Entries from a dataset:
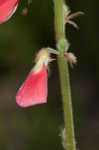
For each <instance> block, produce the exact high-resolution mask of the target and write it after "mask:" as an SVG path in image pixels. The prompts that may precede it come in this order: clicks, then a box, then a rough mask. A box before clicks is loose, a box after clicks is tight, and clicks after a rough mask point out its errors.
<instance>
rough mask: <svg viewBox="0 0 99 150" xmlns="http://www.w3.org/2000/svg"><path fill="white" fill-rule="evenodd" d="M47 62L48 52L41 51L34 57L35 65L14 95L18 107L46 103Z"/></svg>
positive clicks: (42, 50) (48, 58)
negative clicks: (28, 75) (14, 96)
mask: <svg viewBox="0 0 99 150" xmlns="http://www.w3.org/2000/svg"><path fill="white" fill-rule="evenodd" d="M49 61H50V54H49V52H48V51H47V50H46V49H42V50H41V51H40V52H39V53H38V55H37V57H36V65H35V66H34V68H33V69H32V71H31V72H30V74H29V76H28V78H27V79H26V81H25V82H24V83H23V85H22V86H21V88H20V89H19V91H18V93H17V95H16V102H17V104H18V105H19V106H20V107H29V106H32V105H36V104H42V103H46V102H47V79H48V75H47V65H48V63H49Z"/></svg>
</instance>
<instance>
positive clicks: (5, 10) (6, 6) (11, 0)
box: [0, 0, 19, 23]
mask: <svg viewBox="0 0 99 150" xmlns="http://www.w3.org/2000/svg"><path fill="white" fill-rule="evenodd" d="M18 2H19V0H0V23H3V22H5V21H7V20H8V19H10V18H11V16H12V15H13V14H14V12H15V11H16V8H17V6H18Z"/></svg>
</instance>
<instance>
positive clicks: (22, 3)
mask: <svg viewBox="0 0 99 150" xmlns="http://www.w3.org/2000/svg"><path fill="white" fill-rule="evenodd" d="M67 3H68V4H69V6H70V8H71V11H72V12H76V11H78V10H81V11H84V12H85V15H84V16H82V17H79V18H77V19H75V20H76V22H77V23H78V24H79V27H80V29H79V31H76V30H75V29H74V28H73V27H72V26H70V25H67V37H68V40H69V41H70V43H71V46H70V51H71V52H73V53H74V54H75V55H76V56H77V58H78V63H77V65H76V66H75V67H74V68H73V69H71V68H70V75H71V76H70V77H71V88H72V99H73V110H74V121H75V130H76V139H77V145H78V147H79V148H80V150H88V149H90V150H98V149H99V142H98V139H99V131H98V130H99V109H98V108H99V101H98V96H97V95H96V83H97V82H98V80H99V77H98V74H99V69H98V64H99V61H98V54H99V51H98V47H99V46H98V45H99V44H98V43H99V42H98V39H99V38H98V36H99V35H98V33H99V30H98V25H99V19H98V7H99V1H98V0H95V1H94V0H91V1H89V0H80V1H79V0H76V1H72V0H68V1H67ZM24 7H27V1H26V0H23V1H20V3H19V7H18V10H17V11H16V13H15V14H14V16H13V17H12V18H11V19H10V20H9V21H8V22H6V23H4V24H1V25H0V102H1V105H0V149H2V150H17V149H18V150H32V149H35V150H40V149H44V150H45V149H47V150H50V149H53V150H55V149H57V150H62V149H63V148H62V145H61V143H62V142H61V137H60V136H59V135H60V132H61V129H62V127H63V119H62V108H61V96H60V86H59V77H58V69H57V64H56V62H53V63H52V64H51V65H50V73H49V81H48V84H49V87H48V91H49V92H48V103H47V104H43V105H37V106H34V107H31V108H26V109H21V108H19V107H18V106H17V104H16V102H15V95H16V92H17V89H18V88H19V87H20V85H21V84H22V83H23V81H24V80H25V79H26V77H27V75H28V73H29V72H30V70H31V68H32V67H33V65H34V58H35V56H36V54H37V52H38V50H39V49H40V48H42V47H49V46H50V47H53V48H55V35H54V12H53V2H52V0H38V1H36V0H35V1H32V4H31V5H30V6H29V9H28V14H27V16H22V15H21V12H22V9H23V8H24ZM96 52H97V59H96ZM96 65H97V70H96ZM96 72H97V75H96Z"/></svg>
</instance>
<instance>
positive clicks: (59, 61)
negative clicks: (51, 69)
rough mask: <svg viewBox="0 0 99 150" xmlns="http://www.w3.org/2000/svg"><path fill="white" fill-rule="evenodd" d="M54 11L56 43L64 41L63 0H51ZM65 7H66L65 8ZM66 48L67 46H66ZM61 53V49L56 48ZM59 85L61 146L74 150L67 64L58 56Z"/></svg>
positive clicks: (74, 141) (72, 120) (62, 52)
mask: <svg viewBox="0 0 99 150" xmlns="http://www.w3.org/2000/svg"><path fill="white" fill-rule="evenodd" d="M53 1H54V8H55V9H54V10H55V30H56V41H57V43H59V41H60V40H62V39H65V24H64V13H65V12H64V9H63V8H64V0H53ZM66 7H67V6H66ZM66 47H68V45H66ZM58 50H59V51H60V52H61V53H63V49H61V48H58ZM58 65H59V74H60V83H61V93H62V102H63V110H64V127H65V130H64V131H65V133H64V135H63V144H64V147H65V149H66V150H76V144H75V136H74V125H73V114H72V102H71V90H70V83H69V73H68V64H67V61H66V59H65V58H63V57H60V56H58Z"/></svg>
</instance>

→ **WHAT TO WORK ON**
Please list every line of the entries above that contains the string "clicks". Case counts.

→ **RESULT BELOW**
For each <instance> block, produce the exact high-resolution mask of the target and write it after "mask:" as an SVG path in image pixels. The prompts that may precede it come in this order: clicks, then a box, then a rough mask. A box before clicks is loose, a box after clicks is tight, and clicks after a rough mask point out its errors.
positive clicks: (42, 50) (48, 58)
negative clicks: (28, 75) (14, 96)
positive clicks: (5, 10) (6, 6) (11, 0)
positive clicks: (22, 3)
positive clicks: (59, 61)
negative clicks: (51, 69)
positive clicks: (74, 141) (72, 120) (62, 52)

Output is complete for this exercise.